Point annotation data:
▼

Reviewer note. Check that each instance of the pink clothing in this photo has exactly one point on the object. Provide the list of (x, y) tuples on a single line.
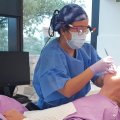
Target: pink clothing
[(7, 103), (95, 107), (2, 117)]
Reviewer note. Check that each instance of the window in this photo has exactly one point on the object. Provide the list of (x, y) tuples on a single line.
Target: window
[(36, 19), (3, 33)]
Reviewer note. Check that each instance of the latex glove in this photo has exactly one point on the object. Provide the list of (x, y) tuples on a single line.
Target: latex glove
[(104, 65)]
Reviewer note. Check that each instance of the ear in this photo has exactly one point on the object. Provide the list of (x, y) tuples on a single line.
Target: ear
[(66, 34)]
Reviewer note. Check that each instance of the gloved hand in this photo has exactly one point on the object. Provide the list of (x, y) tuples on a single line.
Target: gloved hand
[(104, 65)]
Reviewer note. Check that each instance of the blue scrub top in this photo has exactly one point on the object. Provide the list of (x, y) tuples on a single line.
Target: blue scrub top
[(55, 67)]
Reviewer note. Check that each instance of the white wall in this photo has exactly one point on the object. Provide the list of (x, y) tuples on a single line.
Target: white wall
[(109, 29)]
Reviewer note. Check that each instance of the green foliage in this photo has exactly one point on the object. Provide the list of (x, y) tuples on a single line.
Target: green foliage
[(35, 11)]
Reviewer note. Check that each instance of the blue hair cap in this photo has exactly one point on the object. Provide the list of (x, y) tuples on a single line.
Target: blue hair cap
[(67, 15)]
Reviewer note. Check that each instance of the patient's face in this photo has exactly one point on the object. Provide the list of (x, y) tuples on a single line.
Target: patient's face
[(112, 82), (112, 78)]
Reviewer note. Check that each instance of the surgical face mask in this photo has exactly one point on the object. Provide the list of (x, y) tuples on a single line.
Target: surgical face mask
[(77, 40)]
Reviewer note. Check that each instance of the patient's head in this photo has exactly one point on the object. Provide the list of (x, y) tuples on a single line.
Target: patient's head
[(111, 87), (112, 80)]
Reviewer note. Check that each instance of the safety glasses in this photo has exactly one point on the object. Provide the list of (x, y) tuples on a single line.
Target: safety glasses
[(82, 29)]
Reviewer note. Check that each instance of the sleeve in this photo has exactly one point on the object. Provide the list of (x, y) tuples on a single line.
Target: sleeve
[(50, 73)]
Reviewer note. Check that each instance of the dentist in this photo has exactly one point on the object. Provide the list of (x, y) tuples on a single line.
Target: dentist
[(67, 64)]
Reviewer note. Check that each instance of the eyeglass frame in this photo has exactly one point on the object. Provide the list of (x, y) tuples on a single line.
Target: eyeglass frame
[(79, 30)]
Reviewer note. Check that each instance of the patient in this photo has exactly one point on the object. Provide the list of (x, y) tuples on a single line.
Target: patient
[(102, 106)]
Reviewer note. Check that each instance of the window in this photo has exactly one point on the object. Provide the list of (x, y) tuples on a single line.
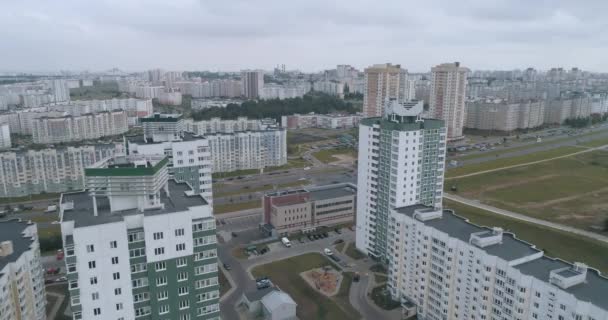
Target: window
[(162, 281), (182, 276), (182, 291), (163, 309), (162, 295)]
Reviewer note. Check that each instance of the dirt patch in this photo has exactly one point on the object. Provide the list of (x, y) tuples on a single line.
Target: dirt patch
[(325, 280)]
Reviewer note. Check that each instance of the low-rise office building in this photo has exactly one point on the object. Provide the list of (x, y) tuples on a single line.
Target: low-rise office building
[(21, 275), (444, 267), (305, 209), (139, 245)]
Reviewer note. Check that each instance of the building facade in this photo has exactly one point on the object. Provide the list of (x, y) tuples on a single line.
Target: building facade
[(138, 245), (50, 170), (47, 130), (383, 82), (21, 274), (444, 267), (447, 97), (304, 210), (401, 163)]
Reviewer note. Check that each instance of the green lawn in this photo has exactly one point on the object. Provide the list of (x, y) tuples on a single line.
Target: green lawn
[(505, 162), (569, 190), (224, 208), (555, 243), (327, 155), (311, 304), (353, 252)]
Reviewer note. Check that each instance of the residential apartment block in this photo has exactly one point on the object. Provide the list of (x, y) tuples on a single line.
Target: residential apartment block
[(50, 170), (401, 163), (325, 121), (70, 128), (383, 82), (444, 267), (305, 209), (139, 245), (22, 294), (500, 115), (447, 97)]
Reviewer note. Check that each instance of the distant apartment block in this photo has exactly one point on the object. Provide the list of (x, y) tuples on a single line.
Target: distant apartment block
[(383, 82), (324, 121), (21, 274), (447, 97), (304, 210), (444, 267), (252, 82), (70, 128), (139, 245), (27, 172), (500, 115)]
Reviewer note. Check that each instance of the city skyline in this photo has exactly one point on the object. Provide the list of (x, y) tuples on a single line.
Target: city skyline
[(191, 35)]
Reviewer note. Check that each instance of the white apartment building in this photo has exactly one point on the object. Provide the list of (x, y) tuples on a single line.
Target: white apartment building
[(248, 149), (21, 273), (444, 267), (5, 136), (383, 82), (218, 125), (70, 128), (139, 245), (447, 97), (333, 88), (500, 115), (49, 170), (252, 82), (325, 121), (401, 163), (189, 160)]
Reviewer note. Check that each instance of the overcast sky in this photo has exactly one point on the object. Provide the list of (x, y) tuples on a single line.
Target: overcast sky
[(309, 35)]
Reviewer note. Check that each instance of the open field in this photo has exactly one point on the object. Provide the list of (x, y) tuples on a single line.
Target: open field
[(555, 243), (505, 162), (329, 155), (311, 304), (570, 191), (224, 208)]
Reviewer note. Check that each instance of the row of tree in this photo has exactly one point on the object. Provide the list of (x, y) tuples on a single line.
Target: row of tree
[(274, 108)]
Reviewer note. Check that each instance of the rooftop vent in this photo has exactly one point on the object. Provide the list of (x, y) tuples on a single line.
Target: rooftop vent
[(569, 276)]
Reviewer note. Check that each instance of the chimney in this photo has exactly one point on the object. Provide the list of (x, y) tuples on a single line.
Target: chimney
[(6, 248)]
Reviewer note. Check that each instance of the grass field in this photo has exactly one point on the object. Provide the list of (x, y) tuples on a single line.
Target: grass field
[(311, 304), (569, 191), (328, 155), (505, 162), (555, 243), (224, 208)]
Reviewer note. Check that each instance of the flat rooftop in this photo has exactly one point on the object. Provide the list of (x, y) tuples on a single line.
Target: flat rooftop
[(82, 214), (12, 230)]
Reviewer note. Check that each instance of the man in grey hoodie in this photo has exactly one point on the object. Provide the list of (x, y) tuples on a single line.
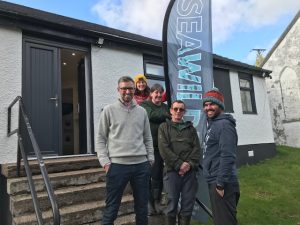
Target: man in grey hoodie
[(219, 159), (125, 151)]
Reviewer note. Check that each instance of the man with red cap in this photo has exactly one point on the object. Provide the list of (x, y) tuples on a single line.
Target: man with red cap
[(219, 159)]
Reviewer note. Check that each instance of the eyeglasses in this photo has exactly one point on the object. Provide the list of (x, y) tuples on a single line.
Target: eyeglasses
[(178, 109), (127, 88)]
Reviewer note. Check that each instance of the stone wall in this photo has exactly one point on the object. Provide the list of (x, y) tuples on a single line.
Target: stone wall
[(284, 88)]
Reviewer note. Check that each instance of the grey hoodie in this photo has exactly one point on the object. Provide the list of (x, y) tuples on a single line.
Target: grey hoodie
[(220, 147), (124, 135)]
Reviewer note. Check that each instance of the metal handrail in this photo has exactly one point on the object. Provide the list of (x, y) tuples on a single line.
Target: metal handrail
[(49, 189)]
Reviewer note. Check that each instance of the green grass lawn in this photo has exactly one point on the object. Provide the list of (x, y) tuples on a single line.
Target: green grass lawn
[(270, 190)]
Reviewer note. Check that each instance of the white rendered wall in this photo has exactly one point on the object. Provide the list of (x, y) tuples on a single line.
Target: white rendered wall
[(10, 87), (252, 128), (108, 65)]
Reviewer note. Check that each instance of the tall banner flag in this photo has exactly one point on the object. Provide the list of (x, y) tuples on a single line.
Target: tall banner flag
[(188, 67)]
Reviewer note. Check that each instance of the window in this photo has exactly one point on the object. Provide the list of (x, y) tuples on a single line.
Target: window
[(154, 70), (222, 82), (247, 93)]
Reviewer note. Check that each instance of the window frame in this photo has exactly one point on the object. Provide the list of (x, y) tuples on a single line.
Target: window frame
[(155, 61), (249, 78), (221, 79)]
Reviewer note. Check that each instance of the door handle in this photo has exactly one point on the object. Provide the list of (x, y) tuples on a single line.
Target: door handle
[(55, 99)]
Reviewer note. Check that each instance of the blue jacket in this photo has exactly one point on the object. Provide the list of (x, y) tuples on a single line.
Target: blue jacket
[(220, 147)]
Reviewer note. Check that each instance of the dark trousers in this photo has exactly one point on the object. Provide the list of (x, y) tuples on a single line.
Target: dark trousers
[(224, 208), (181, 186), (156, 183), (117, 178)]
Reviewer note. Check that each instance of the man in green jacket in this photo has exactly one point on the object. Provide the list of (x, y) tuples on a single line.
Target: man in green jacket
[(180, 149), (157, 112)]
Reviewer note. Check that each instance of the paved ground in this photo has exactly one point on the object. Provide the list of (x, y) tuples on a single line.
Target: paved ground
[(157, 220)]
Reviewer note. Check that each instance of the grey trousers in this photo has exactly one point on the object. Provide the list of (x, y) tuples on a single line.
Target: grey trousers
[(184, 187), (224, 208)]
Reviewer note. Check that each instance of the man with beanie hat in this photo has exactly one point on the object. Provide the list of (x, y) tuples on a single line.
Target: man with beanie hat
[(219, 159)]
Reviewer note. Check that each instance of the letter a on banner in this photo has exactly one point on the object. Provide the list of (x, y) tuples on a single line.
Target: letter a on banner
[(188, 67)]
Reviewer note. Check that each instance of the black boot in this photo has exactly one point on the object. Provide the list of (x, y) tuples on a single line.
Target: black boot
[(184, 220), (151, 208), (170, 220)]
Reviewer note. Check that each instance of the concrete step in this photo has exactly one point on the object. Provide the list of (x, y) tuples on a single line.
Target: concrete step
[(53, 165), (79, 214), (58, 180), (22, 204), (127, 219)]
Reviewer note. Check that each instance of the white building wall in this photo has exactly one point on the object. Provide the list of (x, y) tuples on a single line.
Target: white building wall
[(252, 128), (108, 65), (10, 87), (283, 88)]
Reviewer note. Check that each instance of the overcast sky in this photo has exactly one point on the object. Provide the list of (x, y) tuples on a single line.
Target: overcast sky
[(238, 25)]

▲

» **WHAT IS EXPECTED**
Rewrite the stretch of records from the line containing "Reviewer note. Check that each instance of the eyeglasses" through the line containing "[(270, 190)]", keeping every line, requests included. Rescale each point coordinate in the answers by multiplying it by 0.25 and rounding to a whole number, with halves rounded up.

» **WORKED ANSWER**
Reviewer note. Check that each instance of the eyeglasses in this photo has exactly one point on the object. Provide the list of (x, y) tuples on a single line.
Target: eyeglasses
[(45, 27), (32, 22)]
Reviewer note. Check that each instance of the stone wall in this photo has exactly one point on the object. Provide the list of (x, y) tuples on a single line.
Target: stone wall
[(71, 22)]
Reviewer note. Check that each instance of the grey hoodie in this photo has exactly one point on the object. Provide the list of (x, y) tuples on a single line.
Target: grey hoodie
[(55, 37), (31, 34)]
Reviewer note. Check that each instance of the metal handrail in this photo has exactly one point on the object. Provide the list of (x, y) tuples on a single line.
Target: metal handrail
[(12, 47)]
Reviewer note. Check that each instance of the green grass lawn in this photo has exactly one point on the object. Provide the list of (x, y) tuples on a single line.
Target: green grass lawn
[(68, 48)]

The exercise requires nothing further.